Exercise description:
Rewrite the entries from the line containing "face in the photo above." through the line containing "(1109, 869)", replacing "thickest" with "widest" and leaving everything else unchanged.

--- START OF Material for this task ---

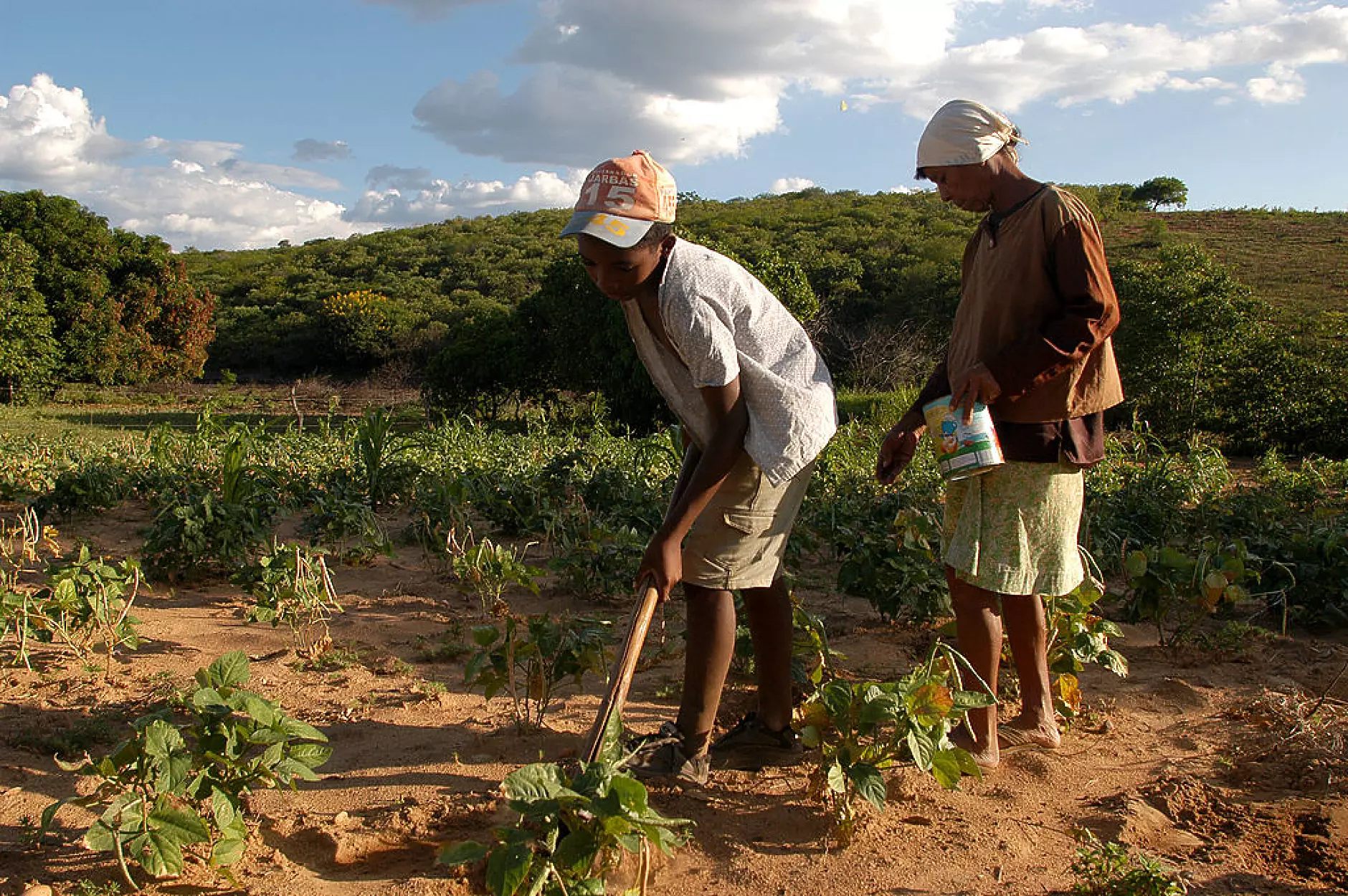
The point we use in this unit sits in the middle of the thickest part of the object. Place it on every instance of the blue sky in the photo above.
(231, 125)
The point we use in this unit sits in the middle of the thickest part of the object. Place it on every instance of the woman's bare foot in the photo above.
(1022, 733)
(986, 758)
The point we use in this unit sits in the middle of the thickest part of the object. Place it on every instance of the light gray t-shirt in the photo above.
(724, 324)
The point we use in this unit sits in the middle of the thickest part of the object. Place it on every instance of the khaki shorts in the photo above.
(741, 537)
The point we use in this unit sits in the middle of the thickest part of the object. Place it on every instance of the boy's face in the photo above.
(620, 274)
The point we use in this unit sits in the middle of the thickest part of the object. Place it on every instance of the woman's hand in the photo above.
(974, 386)
(899, 445)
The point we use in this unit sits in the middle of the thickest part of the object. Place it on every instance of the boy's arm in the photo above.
(663, 561)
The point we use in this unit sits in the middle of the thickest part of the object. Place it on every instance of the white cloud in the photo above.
(690, 81)
(790, 185)
(47, 135)
(310, 150)
(410, 196)
(189, 193)
(1281, 85)
(701, 78)
(1119, 62)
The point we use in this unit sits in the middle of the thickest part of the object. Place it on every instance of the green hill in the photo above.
(1294, 260)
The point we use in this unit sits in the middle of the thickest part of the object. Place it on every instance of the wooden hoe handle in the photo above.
(622, 675)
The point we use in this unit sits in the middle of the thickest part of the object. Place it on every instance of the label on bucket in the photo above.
(962, 449)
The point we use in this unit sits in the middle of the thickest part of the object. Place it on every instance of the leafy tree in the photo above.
(1184, 318)
(1159, 191)
(122, 309)
(27, 352)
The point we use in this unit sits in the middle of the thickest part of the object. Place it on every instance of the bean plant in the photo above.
(488, 569)
(1078, 635)
(1110, 869)
(572, 831)
(1176, 591)
(860, 729)
(181, 778)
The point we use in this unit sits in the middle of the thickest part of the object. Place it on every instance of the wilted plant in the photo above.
(1176, 591)
(90, 601)
(1078, 635)
(292, 586)
(528, 658)
(487, 569)
(1109, 869)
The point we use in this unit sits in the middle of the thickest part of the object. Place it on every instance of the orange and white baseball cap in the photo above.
(622, 199)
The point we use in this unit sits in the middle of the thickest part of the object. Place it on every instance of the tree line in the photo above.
(487, 312)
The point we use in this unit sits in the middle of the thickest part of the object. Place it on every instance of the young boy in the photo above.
(755, 402)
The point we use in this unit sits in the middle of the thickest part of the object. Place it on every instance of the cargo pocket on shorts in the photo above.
(755, 528)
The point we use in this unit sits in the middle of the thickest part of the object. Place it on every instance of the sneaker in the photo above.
(663, 755)
(752, 745)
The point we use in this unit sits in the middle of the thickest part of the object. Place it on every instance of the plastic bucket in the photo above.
(962, 449)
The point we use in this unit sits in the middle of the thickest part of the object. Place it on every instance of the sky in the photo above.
(225, 125)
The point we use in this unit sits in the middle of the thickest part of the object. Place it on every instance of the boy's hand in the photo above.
(663, 565)
(897, 452)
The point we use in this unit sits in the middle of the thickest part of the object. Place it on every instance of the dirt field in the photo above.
(1195, 758)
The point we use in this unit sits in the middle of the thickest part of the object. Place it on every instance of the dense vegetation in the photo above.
(488, 313)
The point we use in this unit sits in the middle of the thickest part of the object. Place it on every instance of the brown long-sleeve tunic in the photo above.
(1037, 308)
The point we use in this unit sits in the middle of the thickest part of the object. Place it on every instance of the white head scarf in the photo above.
(966, 133)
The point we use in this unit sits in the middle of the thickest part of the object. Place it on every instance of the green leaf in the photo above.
(229, 670)
(223, 809)
(946, 768)
(870, 783)
(100, 837)
(179, 826)
(171, 758)
(312, 755)
(577, 852)
(294, 728)
(289, 768)
(1115, 662)
(228, 851)
(208, 697)
(507, 868)
(541, 781)
(631, 793)
(462, 853)
(924, 744)
(162, 856)
(836, 779)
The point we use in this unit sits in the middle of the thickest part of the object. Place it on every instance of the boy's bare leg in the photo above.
(979, 619)
(711, 644)
(769, 611)
(1029, 635)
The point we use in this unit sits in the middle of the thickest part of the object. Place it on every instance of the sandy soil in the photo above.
(1193, 758)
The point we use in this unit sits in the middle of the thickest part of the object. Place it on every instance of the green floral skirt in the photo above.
(1014, 528)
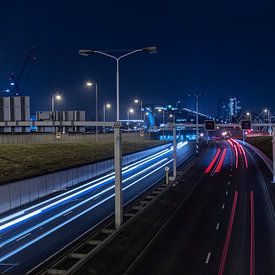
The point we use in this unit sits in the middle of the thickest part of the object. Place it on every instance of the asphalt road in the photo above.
(226, 226)
(32, 234)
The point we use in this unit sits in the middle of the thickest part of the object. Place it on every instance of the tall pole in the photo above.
(128, 116)
(273, 152)
(197, 122)
(96, 110)
(140, 109)
(117, 89)
(104, 116)
(163, 124)
(269, 121)
(52, 104)
(174, 151)
(118, 177)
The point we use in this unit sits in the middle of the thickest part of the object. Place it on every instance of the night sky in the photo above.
(218, 48)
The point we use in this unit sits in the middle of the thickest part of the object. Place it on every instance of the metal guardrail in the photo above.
(76, 257)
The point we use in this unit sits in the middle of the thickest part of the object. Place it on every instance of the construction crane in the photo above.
(15, 87)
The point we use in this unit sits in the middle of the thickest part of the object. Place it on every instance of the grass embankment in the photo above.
(263, 143)
(23, 161)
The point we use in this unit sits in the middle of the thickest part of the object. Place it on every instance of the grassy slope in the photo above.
(263, 143)
(22, 161)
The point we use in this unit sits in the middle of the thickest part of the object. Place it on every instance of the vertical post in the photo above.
(52, 104)
(273, 152)
(167, 174)
(140, 109)
(269, 121)
(197, 124)
(128, 116)
(163, 124)
(117, 89)
(174, 152)
(96, 110)
(118, 183)
(53, 112)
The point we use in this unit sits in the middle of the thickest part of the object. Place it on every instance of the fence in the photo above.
(19, 193)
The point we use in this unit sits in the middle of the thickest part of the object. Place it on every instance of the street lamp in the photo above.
(197, 120)
(89, 52)
(130, 111)
(105, 106)
(269, 121)
(56, 97)
(91, 84)
(139, 101)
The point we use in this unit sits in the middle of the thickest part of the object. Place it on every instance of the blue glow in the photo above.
(100, 182)
(8, 255)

--- END OF Material for this task ---

Correct response:
The point we use in this unit sits in the middle of the widest part of the object. Place it on every instance of the boy's face in the photo above.
(620, 274)
The point we use in this unit sits in the middle of the widest part of the object. Place it on every instance of the woman's hand in the photo above.
(974, 386)
(899, 445)
The point we use in this unit sits in the middle of the widest part of the object. Place it on every instance of the boy's arm in the photo above.
(663, 561)
The point we use in this unit sits in the middle of the widest part of the object. Place it on every instance of the white cloud in the photo above.
(690, 81)
(790, 185)
(47, 135)
(310, 150)
(410, 196)
(189, 193)
(1281, 85)
(701, 78)
(1119, 62)
The point we use in this unit sits in the middle of the widest part of the object. Place it on every instance of the green hill in the photo above.
(1294, 260)
The point we use in this unit sits in the middle of the widest part of the object. Place it on every instance of the wooden hoe handle in the photo above.
(622, 675)
The point we use in this unit sits in the middle of the widest part of the object. Place it on every instance of the label on bucket in the photo above.
(962, 449)
The point we use in this unit sits in the middle of the widest part of the object. Place it on every instance of the leafy tree in the photo above.
(1184, 318)
(1159, 191)
(122, 309)
(27, 352)
The point we use in this unit sits in the middle of the widest part of the object. Place it on every instance of the bean plant in the photo above.
(488, 569)
(1078, 635)
(1110, 869)
(572, 831)
(1176, 591)
(860, 729)
(181, 778)
The point we use in this unit sits in the middle of the widest part of the object. Place it on every instance of the wilted plant in the photo above.
(1176, 591)
(90, 601)
(1078, 635)
(292, 586)
(528, 658)
(487, 569)
(1109, 869)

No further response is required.